Task directions —
Write out the data exactly, every line included.

Records for processing —
★ ★ ★ ★

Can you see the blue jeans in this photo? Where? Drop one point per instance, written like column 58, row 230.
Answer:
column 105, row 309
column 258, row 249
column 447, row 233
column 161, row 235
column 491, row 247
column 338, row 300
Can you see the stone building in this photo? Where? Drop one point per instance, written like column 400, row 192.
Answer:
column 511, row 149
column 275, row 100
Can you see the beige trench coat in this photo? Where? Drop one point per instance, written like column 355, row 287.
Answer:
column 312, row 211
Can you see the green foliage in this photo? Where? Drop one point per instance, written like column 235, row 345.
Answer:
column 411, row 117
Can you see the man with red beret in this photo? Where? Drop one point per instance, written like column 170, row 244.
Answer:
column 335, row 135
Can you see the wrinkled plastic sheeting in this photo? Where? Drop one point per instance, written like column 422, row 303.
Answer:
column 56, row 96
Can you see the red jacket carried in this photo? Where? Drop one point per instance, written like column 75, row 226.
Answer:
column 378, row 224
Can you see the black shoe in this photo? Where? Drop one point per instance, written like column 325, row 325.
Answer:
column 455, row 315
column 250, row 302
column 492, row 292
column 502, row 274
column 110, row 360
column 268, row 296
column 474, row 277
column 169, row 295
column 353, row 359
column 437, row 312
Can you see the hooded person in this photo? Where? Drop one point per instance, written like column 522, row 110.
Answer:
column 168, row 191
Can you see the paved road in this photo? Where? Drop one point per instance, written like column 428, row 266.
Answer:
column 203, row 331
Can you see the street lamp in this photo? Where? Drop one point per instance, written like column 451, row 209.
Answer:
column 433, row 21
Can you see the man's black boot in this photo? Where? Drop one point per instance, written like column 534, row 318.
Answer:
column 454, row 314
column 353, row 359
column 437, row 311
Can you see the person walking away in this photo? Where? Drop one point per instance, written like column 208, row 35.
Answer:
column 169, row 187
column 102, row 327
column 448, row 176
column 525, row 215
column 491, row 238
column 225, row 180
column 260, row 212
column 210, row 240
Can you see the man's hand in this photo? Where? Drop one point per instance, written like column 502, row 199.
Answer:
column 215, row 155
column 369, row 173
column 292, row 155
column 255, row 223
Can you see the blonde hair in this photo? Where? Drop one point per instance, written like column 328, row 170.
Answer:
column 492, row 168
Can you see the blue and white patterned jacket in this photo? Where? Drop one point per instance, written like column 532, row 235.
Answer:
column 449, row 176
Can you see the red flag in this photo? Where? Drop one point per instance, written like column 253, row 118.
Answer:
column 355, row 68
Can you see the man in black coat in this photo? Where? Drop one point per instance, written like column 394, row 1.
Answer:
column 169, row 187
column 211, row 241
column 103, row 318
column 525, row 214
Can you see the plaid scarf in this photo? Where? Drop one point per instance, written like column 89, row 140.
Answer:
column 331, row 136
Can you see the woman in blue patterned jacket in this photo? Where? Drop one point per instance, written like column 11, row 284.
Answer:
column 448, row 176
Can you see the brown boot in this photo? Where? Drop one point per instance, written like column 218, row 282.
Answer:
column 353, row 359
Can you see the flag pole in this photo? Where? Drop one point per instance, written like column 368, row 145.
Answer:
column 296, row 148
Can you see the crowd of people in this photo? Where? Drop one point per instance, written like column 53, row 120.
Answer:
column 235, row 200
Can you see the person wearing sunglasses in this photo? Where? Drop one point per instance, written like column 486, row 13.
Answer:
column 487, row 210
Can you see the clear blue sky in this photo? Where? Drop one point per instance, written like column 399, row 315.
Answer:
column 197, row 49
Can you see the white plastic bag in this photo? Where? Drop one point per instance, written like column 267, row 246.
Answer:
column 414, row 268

★ ★ ★ ★

Answer to this problem —
Can you see the blue jeans in this photo? Where? Drop one point per instance, written like column 58, row 230.
Answer:
column 105, row 309
column 258, row 249
column 447, row 233
column 161, row 235
column 491, row 247
column 338, row 300
Can you see the stone building in this photo? Where? Drop one point per instance, written like column 400, row 192.
Answer:
column 511, row 149
column 275, row 100
Can you see the beige trench coat in this photo? Where? Drop one point per instance, written like column 355, row 287.
Answer:
column 312, row 211
Can you see the green foliage in this photo? Where? Drop one point per instance, written like column 235, row 345.
Answer:
column 411, row 117
Can you see the man with red beret in this photo? Where? Drop one point per instance, written like column 170, row 244.
Answer:
column 335, row 135
Can you see the wrinkled plastic sheeting in this photo? Where? Drop one point per instance, written like column 422, row 303.
Answer:
column 56, row 96
Can you see the red jacket carried in this photo? Where? Drop one point per instance, written like column 75, row 226.
Answer:
column 378, row 224
Can you see the black shoe in this photo? Where? Drop one point per instance, written like column 325, row 325.
Answer:
column 455, row 315
column 250, row 302
column 492, row 292
column 502, row 274
column 110, row 360
column 268, row 296
column 474, row 277
column 169, row 295
column 353, row 359
column 437, row 312
Can you see the hooded person in this photo? Where? Drop one point per instance, written like column 522, row 110.
Answer:
column 168, row 191
Can you see the paved road in this photo? Where? Drop one point per instance, written like column 428, row 266.
Answer:
column 203, row 331
Can you see the street lamp in this photo? Where? Drop one point per instance, written like column 451, row 209.
Answer:
column 433, row 21
Can you see the man's black boot in this photo? Where? Drop one point per instance, written like column 534, row 318.
Answer:
column 454, row 314
column 353, row 359
column 437, row 311
Can you see the person walking away in this photo? Where? Drop one point per instance, written like column 208, row 35.
Answer:
column 169, row 187
column 102, row 327
column 448, row 176
column 525, row 215
column 491, row 238
column 225, row 180
column 260, row 212
column 210, row 240
Can you see the man's hand in this photo? Where? Drop one point per instance, written like column 502, row 199.
Answer:
column 215, row 155
column 369, row 173
column 292, row 155
column 255, row 223
Can you see the blonde hair in this photo? Where? Drop one point per instance, written like column 328, row 170.
Answer:
column 492, row 168
Can you see the blue and white patterned jacket in this photo? Where? Drop one point per instance, written like column 532, row 235.
Answer:
column 449, row 176
Can you see the red flag in this photo? Where? Drop one point per instance, written like column 253, row 118.
Answer:
column 355, row 68
Can you see the man in black coat in this photo? Where? Drop one point per instance, written like column 394, row 1.
Answer:
column 169, row 187
column 211, row 241
column 103, row 318
column 525, row 214
Can you see the plaid scarf in this photo? Where? Drop one point per instance, written like column 89, row 140.
Answer:
column 331, row 136
Can you see the woman in blue patterned jacket in this photo? Where? Drop one point per instance, written like column 11, row 284.
Answer:
column 448, row 176
Can you see the brown boot in this photo? Where? Drop one point per instance, written like column 218, row 282.
Answer:
column 353, row 359
Can you see the flag pole in this photo? Where? Drop one point per instance, written like column 368, row 145.
Answer:
column 296, row 148
Can you see the crowd of people in this photo? Where? Drop one point per instance, written like column 53, row 120.
Answer:
column 235, row 200
Can you see the person wearing sunglasses in this photo? Where? Drop one point per instance, written like column 486, row 13.
Answer:
column 487, row 210
Can you see the clear blue sky in this photo? Where? Drop one point per instance, written like column 399, row 315.
Answer:
column 197, row 49
Can you see the white plastic bag in this photo? Where? Drop one point per instance, written like column 267, row 246.
Answer:
column 414, row 268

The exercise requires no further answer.